40,000 officers deployed across France amid violence after boy shot by police
France’s government has vowed to restore order after two nights of violence triggered by the fatal police shooting of a 17-year-old, announcing it will deploy tens of thousands more officers and crack down on neighbourhoods where buildings and vehicles were torched.
Bus and rail services were shutting down early to safeguard transportation workers and passengers, a decision sure to impact thousands of travellers in the French capital and its suburbs.
“Our transports are not targets for thugs and vandals,” tweeted Valerie Pecresse, head of the Paris region.
France’s government said it would deploy 40,000 police officers and take a zero-tolerance approach in neighbourhoods where buildings and vehicles were torched.
Ministers fanned out to areas scarred by the sudden flare-up of rioting, appealing for calm but also warning that the violence that injured scores of police and damaged nearly 100 public buildings would not be allowed to continue.
After a morning crisis meeting, interior minister Gerald Darmanin said policing will be more than quadrupled — from 9,000 officers to 40,000. In the Paris region alone, the number of officers deployed will more than double to 5,000.
“The professionals of disorder must go home,” Mr Darmanin said. While there is no need yet to declare a state of emergency — a measure taken to quell weeks of rioting in 2005 — he added: “The state’s response will be extremely firm.”
The police officer who fired the fatal shot in the Paris suburb of Nanterre will be investigated for voluntary homicide after an initial investigation led local prosecutor Pascal Prache to conclude that “the conditions for the legal use of the weapon were not met”.
The killing of the teenager, identified only by his first name Nahel, came during a traffic stop on Tuesday. The incident captured on video shocked the country and stirred up long-simmering tensions between police and young people in housing projects and other disadvantaged neighbourhoods.
Despite a beefed-up police presence on Wednesday night, violence resumed after dusk with protesters shooting fireworks and hurling stones at police in Nanterre, who fired repeated volleys of tear gas.
As demonstrations spread to other towns, police and firefighters struggled to contain protesters and extinguish numerous blazes.
Schools, police stations, town halls and other public buildings were damaged from Toulouse in the south to Lille in the north — with most of the damage in the Paris suburbs, according to a spokesperson for the national police.
Fire damaged the town hall in the the Paris suburb of L’Ile-Saint-Denis, not far from the country’s national stadium and the headquarters of the Paris 2024 Olympics.
Mr Darmanin said 170 officers had been injured in the unrest but none of the injuries was life-threatening. At least 90 public buildings were vandalised. The number of civilians injured was not immediately released.
Mr Prache, the Nanterre prosecutor, said officers tried to stop Nahel because he looked so young and was driving a Mercedes with Polish licence plates in a bus lane.

(Dataset content)
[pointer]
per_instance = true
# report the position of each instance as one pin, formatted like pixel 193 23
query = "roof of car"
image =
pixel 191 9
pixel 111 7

(List of tasks)
A. Lay out the rows in Block 1 above as a Markdown table with the columns No. and Entry, numbering each line and leaving out blank lines.
B. Pick up the news report on the unrest in France after the police shooting in Nanterre, and continue it from its final sentence.

(Answers provided)
A.
| No. | Entry |
|---|---|
| 1 | [pointer] |
| 2 | per_instance = true |
| 3 | # report the position of each instance as one pin, formatted like pixel 193 23 |
| 4 | query = "roof of car" |
| 5 | image = |
| 6 | pixel 191 9 |
| 7 | pixel 111 7 |

B.
He ran a red light to avoid being stopped but then got stuck in a traffic jam. Both officers involved said they drew their guns to prevent him from fleeing.
The officer who fired a single shot said he feared he and his colleague or someone else could be hit by the car, according to Mr Prache. The officers said they felt “threatened” as the car drove off.
Mr Prache requested the officer be held in custody — a decision to be made by a magistrate.
Two magistrates have been named to lead the investigation, Mr Prache said. Under the French legal system, which differs from the US and British systems, magistrates often lead investigations.
Nahel’s surname has not been released by authorities or by his family.
In a separate case, a police officer who fatally shot a 19-year-old Guinean man in western France has preliminarily been charged with voluntary homicide, the local prosecutor said on Wednesday. The man was fatally shot by an officer as he allegedly tried to flee a traffic stop. The investigation is still ongoing.
Scenes of violence in France’s suburbs echo 2005, when the deaths of 15-year-old Bouna Traore and 17-year-old Zyed Benna led to three weeks of nationwide riots, exposing anger and resentment in neglected, crime-ridden suburban housing projects.
The two boys were electrocuted after hiding from police in a power substation in a Paris suburb.
French President Emmanuel Macron held an emergency security meeting on Thursday about the violence.
“These acts are totally unjustifiable,” Mr Macron said at the beginning of the meeting, which aimed at securing hot spots and planning for the coming days “so full peace can return”.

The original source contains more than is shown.